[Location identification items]
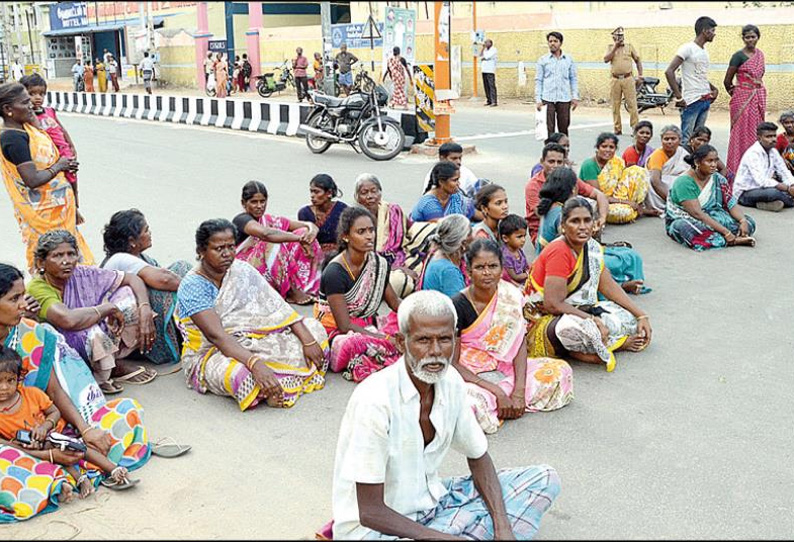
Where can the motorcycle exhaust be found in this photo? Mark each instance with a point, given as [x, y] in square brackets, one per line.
[305, 128]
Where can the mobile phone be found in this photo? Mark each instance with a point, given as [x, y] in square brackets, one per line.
[24, 437]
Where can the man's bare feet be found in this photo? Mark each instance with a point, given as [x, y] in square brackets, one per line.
[632, 286]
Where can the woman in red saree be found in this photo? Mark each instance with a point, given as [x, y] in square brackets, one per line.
[748, 95]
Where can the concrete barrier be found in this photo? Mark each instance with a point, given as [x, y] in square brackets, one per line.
[254, 115]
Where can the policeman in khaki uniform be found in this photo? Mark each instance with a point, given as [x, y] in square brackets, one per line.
[621, 55]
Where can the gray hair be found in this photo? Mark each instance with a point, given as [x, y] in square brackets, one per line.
[671, 128]
[51, 240]
[366, 178]
[450, 233]
[428, 303]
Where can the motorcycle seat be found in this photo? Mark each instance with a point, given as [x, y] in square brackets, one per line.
[329, 101]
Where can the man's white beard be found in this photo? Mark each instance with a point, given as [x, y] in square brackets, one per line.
[417, 368]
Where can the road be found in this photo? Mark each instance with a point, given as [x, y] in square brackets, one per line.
[689, 439]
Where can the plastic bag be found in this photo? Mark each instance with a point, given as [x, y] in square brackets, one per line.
[541, 128]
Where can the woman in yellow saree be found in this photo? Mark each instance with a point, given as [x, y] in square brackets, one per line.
[492, 356]
[565, 315]
[626, 187]
[33, 175]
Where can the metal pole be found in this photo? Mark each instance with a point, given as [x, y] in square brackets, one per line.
[474, 62]
[443, 36]
[328, 60]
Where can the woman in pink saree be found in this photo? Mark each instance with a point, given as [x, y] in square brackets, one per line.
[748, 95]
[492, 355]
[284, 251]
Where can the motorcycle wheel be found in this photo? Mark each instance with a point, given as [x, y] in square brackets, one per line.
[263, 90]
[381, 145]
[315, 144]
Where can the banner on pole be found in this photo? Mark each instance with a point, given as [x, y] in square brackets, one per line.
[424, 97]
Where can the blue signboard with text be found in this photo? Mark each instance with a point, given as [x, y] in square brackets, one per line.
[353, 35]
[68, 15]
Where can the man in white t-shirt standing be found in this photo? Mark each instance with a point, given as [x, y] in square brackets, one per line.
[696, 93]
[488, 56]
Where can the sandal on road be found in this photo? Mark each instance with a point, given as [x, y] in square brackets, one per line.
[168, 447]
[109, 387]
[139, 376]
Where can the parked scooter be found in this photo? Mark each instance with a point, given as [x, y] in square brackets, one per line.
[648, 97]
[266, 84]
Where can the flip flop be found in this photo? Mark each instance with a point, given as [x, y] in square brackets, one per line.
[109, 387]
[127, 378]
[110, 483]
[173, 369]
[168, 447]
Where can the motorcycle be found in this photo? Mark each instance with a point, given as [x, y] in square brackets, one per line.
[648, 97]
[266, 84]
[356, 120]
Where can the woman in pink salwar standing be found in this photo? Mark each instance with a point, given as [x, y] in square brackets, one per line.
[748, 95]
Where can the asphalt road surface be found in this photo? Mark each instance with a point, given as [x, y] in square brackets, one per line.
[689, 439]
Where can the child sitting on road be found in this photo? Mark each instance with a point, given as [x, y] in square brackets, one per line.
[513, 233]
[48, 121]
[27, 408]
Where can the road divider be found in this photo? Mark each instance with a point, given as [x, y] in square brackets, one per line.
[254, 115]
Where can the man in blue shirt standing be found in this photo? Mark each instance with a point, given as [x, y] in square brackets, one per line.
[556, 85]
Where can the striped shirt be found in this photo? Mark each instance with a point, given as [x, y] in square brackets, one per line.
[555, 79]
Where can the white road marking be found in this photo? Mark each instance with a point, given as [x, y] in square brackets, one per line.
[498, 135]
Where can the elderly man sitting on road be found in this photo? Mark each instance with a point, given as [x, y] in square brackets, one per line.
[396, 431]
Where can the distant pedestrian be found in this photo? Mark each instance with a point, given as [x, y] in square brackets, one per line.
[101, 76]
[147, 71]
[397, 69]
[748, 95]
[247, 70]
[488, 57]
[344, 62]
[77, 75]
[621, 56]
[556, 85]
[300, 64]
[209, 67]
[113, 70]
[88, 77]
[695, 95]
[318, 70]
[221, 68]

▶ Task directions
Above are the records; copy exactly the lines from the one with "Where can the flip" through the final line.

▶ Correct answer
Where can the flip flop be found in this photo? Mark each instance with a point, given as [x, y] in square brackets, one per line.
[109, 387]
[127, 378]
[110, 483]
[173, 369]
[168, 447]
Where can the motorcycle be found in this photo? Mark each instance with a point, given as [x, y] in square brackets, one per line.
[648, 97]
[266, 84]
[356, 120]
Where can the woman in pink salwar standing be found in this photo? Mark each instance with a point, given as [x, y] in square brackets, one per line.
[748, 95]
Where can the asphalt road surface be found in this photo? Mark each instance with a point, given as [x, y] in square brackets, one per line.
[689, 439]
Where can the child sitting on road be found in this photo? Mark each instance with a point, given as [x, y] in square brackets, one per line.
[513, 233]
[48, 121]
[27, 408]
Where can the road divider be found in this photo? Mark each instance with a point, given as [x, y] in square brackets, one per line.
[254, 115]
Where can the man in blue shirt standing be found in this photo? Mark each instance with a point, given as [x, y] in square brackets, one per line.
[556, 85]
Where can the striped shirt be found in this photo? Mark each instance with a point, given as [x, y] in square brackets, one per line.
[555, 79]
Where can the white road marking be found in this photo? Mark each instance with a point, given as [x, y] in square brackets, one per line.
[498, 135]
Where can the elderly man sitting on road be found in this photo? Mark each instance with a point, given as [x, y] in square brackets, one per line.
[396, 431]
Where can the distant pedestrian be found in this photo? Mark each instance with a point, given as [x, y] in square brackets, one per line.
[101, 76]
[147, 71]
[397, 69]
[748, 95]
[247, 70]
[488, 57]
[344, 62]
[77, 75]
[621, 56]
[556, 85]
[300, 64]
[209, 67]
[113, 70]
[88, 77]
[695, 95]
[318, 70]
[221, 68]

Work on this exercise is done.